Stored data entries

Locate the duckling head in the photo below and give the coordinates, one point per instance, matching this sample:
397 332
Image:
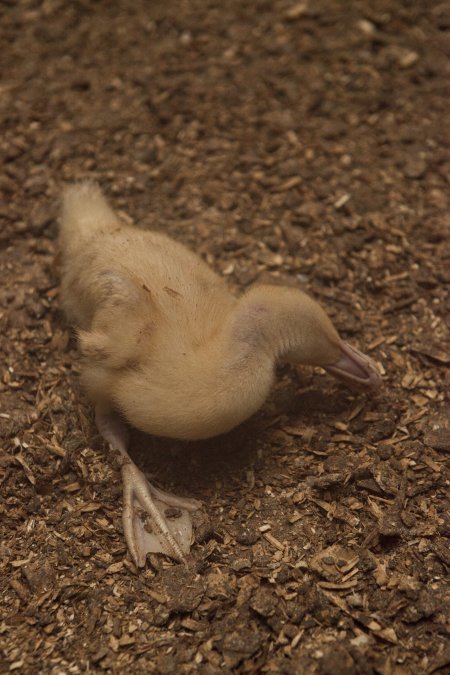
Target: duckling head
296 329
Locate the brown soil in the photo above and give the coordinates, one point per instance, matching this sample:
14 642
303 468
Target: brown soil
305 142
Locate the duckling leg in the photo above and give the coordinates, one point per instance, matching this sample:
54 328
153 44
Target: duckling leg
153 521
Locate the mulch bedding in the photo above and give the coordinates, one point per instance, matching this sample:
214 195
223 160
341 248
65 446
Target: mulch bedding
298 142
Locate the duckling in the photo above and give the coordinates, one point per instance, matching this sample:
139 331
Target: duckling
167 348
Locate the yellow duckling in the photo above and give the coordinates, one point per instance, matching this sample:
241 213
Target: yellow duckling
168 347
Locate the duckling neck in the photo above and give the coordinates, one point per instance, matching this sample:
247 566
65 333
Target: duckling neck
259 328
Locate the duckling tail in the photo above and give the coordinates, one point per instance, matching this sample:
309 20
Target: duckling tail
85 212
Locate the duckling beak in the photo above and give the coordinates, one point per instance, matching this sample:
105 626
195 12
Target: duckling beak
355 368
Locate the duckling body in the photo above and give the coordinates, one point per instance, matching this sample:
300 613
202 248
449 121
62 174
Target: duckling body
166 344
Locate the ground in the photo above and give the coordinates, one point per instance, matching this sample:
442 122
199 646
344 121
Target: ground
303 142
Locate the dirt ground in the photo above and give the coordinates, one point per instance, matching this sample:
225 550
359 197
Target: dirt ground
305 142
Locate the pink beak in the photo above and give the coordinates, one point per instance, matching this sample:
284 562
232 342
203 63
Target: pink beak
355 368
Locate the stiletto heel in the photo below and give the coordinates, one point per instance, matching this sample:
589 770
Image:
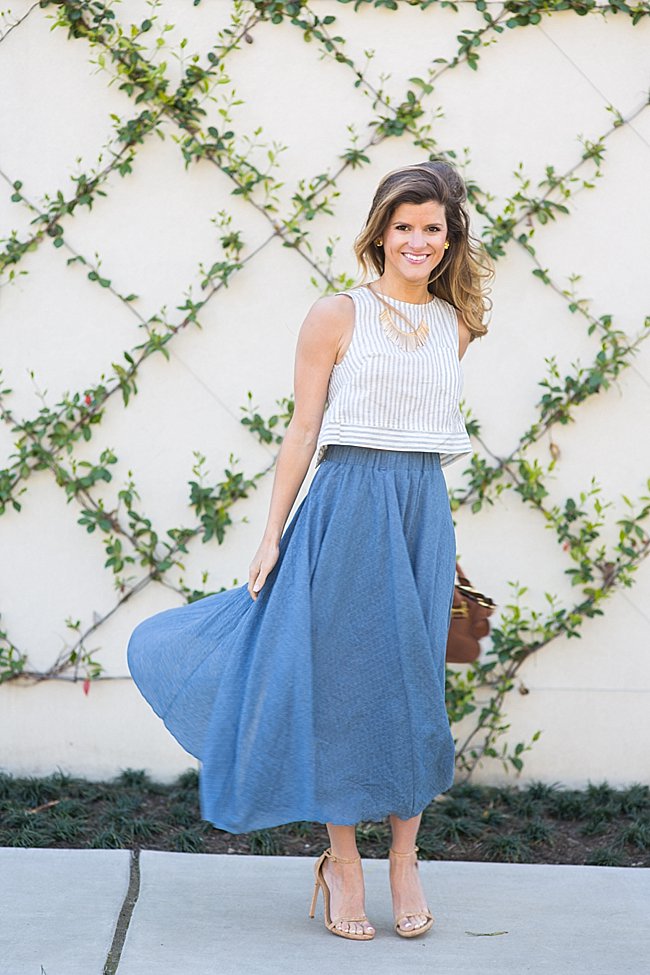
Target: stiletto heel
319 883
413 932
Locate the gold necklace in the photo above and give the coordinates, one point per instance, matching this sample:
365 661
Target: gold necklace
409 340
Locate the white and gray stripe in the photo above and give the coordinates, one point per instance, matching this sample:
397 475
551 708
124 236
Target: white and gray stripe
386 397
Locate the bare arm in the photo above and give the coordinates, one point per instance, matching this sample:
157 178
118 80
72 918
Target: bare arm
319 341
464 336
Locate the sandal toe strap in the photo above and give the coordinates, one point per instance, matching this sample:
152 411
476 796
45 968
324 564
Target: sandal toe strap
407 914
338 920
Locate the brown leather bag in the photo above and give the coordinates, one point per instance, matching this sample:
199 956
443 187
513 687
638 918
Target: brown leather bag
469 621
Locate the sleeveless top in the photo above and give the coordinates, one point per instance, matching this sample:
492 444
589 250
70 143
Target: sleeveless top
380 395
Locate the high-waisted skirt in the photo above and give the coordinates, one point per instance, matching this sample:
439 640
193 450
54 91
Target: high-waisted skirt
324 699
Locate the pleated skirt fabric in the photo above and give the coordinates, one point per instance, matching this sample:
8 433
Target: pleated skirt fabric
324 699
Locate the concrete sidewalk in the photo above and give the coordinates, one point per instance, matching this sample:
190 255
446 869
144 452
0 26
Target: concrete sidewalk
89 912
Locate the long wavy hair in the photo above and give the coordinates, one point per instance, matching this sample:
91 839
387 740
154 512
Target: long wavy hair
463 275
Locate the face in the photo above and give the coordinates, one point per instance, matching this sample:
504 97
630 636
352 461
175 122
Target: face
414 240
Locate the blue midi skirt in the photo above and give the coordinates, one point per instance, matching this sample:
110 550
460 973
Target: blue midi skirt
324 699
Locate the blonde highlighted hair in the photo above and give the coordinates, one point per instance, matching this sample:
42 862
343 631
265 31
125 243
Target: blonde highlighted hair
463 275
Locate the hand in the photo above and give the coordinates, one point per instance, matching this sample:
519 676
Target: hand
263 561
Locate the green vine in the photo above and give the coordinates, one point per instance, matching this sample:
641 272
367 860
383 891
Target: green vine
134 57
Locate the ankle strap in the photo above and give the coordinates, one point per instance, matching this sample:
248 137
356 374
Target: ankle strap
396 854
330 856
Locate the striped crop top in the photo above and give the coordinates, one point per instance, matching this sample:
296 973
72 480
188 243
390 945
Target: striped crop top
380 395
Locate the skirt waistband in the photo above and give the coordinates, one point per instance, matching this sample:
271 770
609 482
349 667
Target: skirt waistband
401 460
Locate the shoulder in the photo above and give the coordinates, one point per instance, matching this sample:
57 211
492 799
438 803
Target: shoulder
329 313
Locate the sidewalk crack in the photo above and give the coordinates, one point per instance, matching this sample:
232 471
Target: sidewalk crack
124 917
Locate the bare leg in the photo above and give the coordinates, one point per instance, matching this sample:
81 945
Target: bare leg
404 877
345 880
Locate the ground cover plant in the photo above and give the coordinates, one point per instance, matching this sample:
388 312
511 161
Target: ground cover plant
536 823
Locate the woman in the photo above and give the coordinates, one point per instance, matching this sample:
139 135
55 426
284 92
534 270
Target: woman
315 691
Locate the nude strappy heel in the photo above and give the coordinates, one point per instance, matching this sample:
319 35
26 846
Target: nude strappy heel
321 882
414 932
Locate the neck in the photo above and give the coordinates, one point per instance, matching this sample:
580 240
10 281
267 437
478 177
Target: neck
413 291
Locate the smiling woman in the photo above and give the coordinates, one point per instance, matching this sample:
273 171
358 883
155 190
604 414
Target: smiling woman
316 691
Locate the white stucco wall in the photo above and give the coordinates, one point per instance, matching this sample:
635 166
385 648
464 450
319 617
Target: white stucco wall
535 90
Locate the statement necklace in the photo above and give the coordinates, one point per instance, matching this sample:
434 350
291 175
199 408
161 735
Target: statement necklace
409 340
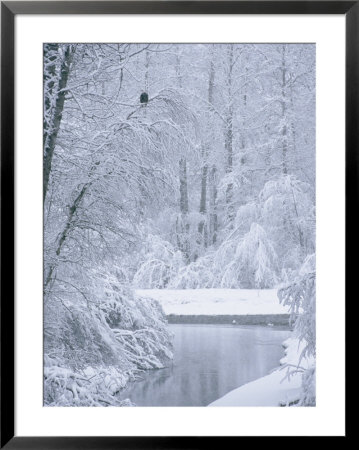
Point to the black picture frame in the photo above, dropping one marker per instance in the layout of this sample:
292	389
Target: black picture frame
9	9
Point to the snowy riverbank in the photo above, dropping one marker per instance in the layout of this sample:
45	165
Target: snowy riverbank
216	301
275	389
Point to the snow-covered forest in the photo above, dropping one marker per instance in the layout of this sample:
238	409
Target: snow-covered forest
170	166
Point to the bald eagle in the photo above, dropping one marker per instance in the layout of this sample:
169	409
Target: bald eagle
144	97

_Goal of the exercise_:
Repeat the data word for word. Images are not part of the copy.

_Answer to this task_:
Locate the duckling head in the photo below and give the coordinates, one point per instance, matching this sample:
397 332
Image:
Target: duckling head
296 329
Locate the brown soil in the photo above and give the coordinates, one point per instance, matching this sample:
14 642
303 468
Target: brown soil
305 142
Locate the duckling leg in the photo above and give the coordinates, one point per instance, matching this sample:
54 328
153 44
Target: duckling leg
153 521
Locate the mulch bedding in the photo above and give the coordinates, one point per instance, matching this sample:
214 195
223 160
341 248
65 446
Target: mulch bedding
298 142
Locate the duckling in the photo above and give the coordinates, one point per instance, matching this sample:
139 331
Target: duckling
167 348
Locate the yellow duckling in the photo above and give the coordinates, one point per instance, matching this sample:
241 213
Target: yellow duckling
168 347
Locate the duckling neck in the photo above and give the coordinates, one point per instance, matching this sample:
247 566
65 333
Target: duckling neck
259 328
Locate the duckling tail in the photo above and give the coordinates, one point per instance, matching this sample:
309 20
Target: duckling tail
85 212
Locate the duckling beak in the photo above and give the coordinates, one point per instance, matching this sample:
105 626
195 12
Target: duckling beak
355 368
Locate the duckling body in the photo above and give the coordinates, one point per instance, matching this sample:
300 613
202 248
449 121
62 174
Target: duckling body
166 344
Locate the ground in the photo above and give the coordinates, one point per instance, matching this sample:
442 122
199 646
344 121
Target: ground
303 142
Locate the dirt ground in the photo above and give the coordinates, one point per instance, matching this sample:
225 550
359 197
Target: dirt ground
305 142
Locate the pink beak in the photo above and give the coordinates, one point per instance, matching this sample:
284 562
232 342
203 63
Target: pink beak
355 368
Locate the stiletto heel in the photo below and give the coordinates, one point per instance, matching this sample:
589 770
Image:
Target: stiletto heel
319 883
413 932
Locate the gold necklace in the photo above and give the coordinates, one point per instance, matching this sample:
365 661
Target: gold necklace
409 340
Locate the white and gray stripe in the photo above and give the coordinates, one point per instance, matching this sample:
397 475
551 708
124 236
Target: white and gray stripe
386 397
Locate the bare arm in the photo above and give the coordinates, one point per instance, matching this sample:
157 178
118 80
72 918
Target: bare arm
319 341
464 336
Locate the sandal toe strap in the photo above and give the coordinates, one point per instance, matching this sample:
152 411
476 796
45 968
324 564
Target: sandal toe strap
407 914
338 920
Locate the brown leather bag in the photo above and give the coordinates, one point per instance, matching this sample:
199 956
443 187
513 687
638 918
Target: brown leather bag
469 621
Locate the sleeveless top in the photo above and give the coordinates, one point per instance, matching this sample:
492 444
589 250
70 143
Target: sleeveless top
380 395
Locate the high-waisted skirt in the photo above and give the coordinates, one point per instance, matching this sample:
439 640
193 450
54 91
Target: high-waisted skirt
324 699
Locate the pleated skirt fabric in the photo above and give the coordinates, one point per instance, matching this sample:
8 433
Target: pleated skirt fabric
324 699
Locate the concrete sidewalk in the photo above and give the coordinates, one point per instance, matching this sample:
190 255
446 869
144 452
0 26
Target: concrete sidewalk
89 912
Locate the long wavy hair in the photo above and give the coordinates, one point per instance, matching this sample:
91 839
387 740
154 512
Target: long wavy hair
463 275
Locate the face in the photo above and give the coordinates, one point per instance, matching this sample:
504 97
630 636
352 461
175 122
Target: face
414 240
Locate the blue midi skirt in the photo above and give the coordinates, one point per instance, matching this sample:
110 550
460 973
Target: blue midi skirt
324 699
Locate the blonde highlighted hair in the photo above and give the coordinates, one point per instance, matching this sample:
42 862
343 631
265 31
125 243
Target: blonde highlighted hair
463 275
Locate the hand in the photo above and give the coordinates, one point per instance, matching this sample:
519 676
Target: hand
263 561
Locate the green vine in the photo above and give the coordinates, one point per instance, matching this sample:
641 272
367 860
383 891
Target: green vine
134 57
Locate the ankle strap in the photo above and give the coordinates, one point per instance, matching this sample:
248 137
356 374
Target: ankle strap
396 854
330 856
Locate the striped crop top in the photo above and give the coordinates, one point per instance, matching this sample:
296 973
72 480
188 243
390 945
Target: striped crop top
380 395
Locate the skirt waistband in the photo above and give the coordinates, one point per instance, matching this sample:
271 770
609 482
349 667
Target: skirt waistband
401 460
Locate the shoulder in the photo above and give the coordinates, one point per instance, matching this sample:
57 211
492 799
438 803
Target: shoulder
329 313
Locate the sidewalk crack in the photo above and give the coordinates, one point per instance, matching this sample:
232 471
Target: sidewalk crack
124 917
Locate the bare leg in the photo above and give the coordinates, one point per instance, matching this sample:
81 945
Target: bare leg
404 877
345 880
Locate the ground cover plant in the photo above and give the coordinates, one point per instance, matching this sample:
388 312
511 161
Target: ground cover plant
536 823
Locate the woman in the photo above and give the coordinates, one point per instance, matching this sample:
139 135
55 426
284 92
534 270
Target: woman
315 691
Locate the nude strappy heel in the photo above and give the coordinates, one point per instance, matching this sample:
319 35
26 846
Target: nude strappy heel
321 882
414 932
Locate the neck in the photo above and give the coordinates, one point per instance, matching this sample:
580 240
10 281
267 437
478 177
Target: neck
413 291
Locate the smiling woman in the photo above and give the coordinates, one point per instance, matching this sample:
273 171
358 883
155 190
604 414
Target: smiling woman
316 691
Locate the white stucco wall in the photo above and give the coordinates, one point per instance, matching this sample:
635 166
385 648
464 450
319 617
Target: white stucco wall
535 90
Locate the statement necklace in the photo above and give the coordinates, one point per instance, matching this sample:
434 350
291 175
199 408
161 735
Target: statement necklace
409 340
Point to the black picture frame in the photo above, dropping one marker per instance in the layout of this sample:
292	389
Target: black picture frame
9	9
Point to the snowy riverbank in the photo above, dropping one marker per instance in the layout of this sample:
45	165
Target: snowy riverbank
216	301
275	389
Point to the snow-covered forest in the photo above, dropping one marker per instance in the layout of this sample:
238	409
Target: snow-covered forest
170	166
Point to the bald eagle in the photo above, dropping one marker per instance in the layout of this sample:
169	409
Target: bald eagle
144	97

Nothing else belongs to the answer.